_DATA SUPPLIED_:
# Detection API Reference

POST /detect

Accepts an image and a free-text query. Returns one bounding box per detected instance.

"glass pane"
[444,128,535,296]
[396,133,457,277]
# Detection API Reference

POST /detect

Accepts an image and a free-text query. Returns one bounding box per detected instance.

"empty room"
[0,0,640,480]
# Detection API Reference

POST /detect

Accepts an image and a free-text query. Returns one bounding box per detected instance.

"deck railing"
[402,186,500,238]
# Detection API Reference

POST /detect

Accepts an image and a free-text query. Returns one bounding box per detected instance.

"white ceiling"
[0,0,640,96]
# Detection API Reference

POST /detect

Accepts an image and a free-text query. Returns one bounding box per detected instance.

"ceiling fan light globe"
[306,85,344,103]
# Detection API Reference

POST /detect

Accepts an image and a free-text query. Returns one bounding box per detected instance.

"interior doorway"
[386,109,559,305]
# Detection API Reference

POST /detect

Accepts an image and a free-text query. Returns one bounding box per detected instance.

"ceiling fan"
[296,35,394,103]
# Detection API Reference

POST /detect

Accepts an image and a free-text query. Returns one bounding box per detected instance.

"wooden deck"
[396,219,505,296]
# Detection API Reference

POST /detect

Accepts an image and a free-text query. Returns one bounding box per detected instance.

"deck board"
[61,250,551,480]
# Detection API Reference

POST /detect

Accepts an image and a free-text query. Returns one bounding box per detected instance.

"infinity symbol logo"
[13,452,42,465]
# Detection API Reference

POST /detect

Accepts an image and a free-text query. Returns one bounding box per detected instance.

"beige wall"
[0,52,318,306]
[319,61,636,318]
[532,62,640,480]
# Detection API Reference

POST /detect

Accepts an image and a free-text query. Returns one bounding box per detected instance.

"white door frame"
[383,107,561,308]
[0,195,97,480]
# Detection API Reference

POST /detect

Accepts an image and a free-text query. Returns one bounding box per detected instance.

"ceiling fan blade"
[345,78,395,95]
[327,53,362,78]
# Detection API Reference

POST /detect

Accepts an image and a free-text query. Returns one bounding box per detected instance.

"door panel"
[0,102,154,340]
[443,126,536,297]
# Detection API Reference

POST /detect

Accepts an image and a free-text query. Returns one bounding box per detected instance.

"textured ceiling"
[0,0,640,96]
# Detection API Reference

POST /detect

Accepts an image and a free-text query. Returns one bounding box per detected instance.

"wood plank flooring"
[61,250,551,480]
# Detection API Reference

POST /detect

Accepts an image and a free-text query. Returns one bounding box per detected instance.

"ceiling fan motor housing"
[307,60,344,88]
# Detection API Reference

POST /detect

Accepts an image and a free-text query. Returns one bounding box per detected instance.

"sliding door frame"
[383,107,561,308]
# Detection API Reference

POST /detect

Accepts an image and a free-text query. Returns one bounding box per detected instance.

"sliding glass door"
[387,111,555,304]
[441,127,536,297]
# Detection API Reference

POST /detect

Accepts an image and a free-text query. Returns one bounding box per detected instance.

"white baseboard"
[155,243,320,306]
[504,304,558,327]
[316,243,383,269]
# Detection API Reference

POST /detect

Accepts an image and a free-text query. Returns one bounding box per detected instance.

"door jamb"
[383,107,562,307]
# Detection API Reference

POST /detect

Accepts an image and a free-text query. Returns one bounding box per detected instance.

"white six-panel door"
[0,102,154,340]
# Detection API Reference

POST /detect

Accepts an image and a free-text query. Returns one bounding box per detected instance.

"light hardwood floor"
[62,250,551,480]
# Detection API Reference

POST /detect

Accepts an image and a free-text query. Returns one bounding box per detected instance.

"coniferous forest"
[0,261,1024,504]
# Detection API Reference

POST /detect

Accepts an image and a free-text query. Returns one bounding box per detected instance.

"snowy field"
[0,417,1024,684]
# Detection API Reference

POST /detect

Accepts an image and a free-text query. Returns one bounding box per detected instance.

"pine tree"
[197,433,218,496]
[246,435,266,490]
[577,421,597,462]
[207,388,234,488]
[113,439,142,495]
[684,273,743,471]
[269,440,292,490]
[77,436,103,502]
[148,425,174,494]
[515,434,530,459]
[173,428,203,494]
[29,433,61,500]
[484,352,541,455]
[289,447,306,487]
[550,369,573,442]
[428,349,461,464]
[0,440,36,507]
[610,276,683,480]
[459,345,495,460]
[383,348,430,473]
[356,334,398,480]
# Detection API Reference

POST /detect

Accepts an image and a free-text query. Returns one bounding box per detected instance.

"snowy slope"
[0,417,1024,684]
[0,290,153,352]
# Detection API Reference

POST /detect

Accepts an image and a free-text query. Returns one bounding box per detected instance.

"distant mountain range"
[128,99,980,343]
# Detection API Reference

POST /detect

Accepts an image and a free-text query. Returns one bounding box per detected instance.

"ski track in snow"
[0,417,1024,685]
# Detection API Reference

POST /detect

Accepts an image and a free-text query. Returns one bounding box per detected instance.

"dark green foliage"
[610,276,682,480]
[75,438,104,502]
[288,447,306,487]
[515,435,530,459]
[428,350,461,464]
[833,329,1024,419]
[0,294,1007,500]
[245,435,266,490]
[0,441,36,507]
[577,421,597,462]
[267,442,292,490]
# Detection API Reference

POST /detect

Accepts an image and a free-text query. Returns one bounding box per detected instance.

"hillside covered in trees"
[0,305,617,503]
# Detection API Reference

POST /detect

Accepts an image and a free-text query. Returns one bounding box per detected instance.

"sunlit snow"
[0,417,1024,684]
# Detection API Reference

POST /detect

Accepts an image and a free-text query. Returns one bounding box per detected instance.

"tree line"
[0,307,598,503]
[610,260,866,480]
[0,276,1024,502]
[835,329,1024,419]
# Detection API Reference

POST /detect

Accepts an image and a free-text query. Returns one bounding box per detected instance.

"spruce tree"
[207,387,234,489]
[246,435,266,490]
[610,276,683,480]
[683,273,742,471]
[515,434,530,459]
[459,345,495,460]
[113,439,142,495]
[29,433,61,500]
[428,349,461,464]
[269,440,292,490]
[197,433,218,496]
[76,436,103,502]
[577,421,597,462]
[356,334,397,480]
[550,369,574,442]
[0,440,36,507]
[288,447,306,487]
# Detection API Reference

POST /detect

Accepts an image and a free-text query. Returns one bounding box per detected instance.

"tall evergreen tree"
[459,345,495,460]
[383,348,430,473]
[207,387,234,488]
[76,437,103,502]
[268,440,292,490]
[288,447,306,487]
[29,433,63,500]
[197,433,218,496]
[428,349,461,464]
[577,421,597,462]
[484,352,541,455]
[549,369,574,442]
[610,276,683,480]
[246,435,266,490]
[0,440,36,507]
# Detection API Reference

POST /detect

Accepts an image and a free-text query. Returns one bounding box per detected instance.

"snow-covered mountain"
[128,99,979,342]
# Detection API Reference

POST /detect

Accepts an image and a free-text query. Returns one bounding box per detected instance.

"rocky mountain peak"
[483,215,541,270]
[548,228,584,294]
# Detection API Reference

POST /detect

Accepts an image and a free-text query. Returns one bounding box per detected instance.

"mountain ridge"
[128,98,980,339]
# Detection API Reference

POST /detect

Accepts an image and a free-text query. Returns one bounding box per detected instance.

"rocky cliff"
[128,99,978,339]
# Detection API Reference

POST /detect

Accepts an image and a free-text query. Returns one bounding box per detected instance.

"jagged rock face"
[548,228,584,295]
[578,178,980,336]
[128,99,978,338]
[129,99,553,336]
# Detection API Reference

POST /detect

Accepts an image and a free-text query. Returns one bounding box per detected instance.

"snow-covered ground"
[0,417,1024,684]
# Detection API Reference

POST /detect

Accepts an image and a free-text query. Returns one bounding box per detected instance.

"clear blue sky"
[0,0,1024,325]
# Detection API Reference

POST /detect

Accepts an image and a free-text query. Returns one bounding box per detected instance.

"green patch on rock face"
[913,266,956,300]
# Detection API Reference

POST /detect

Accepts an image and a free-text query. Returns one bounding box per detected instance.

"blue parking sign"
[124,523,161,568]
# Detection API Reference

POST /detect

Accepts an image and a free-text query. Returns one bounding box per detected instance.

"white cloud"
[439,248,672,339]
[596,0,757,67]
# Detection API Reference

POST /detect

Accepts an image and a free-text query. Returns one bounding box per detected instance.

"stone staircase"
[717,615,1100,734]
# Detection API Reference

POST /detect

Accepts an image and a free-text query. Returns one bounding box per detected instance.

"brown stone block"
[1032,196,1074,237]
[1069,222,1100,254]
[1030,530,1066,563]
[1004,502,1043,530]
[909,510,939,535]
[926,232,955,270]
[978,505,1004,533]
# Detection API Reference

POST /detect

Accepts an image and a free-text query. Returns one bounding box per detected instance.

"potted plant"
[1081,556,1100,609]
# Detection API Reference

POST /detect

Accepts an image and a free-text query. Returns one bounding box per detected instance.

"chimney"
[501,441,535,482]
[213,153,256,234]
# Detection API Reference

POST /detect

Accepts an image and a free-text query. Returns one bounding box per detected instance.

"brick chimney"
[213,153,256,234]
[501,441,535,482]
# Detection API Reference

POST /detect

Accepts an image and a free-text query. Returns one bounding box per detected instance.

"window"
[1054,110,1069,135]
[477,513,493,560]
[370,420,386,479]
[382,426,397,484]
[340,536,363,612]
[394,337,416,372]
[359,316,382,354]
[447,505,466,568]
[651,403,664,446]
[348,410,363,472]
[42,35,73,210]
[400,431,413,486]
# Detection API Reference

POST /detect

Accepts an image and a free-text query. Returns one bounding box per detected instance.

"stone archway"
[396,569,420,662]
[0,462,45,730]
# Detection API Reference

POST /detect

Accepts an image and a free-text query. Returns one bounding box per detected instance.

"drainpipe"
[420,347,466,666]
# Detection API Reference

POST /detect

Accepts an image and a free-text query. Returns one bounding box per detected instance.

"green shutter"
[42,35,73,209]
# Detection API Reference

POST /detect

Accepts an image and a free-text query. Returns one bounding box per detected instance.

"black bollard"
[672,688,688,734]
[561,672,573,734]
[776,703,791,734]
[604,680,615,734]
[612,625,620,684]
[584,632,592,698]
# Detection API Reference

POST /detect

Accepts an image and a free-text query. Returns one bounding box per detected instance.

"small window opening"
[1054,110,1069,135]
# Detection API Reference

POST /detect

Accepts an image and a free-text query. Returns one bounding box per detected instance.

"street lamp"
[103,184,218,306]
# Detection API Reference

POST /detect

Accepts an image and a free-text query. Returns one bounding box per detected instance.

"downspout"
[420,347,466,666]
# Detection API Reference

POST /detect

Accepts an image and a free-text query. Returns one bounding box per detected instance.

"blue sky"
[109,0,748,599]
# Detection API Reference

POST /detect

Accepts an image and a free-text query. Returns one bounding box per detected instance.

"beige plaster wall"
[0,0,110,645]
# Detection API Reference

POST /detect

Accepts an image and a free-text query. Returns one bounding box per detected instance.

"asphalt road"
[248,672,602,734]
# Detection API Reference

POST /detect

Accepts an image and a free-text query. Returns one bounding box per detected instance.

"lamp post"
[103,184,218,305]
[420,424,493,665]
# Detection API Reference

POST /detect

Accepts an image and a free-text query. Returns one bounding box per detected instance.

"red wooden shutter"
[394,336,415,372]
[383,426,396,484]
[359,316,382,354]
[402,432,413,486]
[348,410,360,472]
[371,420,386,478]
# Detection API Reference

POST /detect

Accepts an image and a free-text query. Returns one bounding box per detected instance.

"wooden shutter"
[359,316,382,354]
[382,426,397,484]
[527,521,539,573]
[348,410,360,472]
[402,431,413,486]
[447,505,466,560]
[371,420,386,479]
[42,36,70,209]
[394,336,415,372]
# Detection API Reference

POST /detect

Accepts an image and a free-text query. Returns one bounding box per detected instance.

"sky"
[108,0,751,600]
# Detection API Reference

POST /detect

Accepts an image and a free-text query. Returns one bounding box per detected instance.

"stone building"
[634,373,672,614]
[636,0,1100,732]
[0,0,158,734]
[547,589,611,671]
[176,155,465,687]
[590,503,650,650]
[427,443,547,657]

_YOUR TASK_:
Copy every line of the records above again, requests included, from the start of the records through the line that contains "[0,0,640,480]", and increase each bounding-box coordinate by 71.

_RESULT OF THE EXERCISE_:
# Detection API Reference

POST /detect

Accepts an image and a free-text query. Returns one bounding box per detected instance.

"glass pane"
[515,199,606,367]
[467,204,528,348]
# Detection API Reference

POST /detect

Accepts an image and a free-text query. Returns one bounding box per detected instance.

"empty room"
[71,71,711,551]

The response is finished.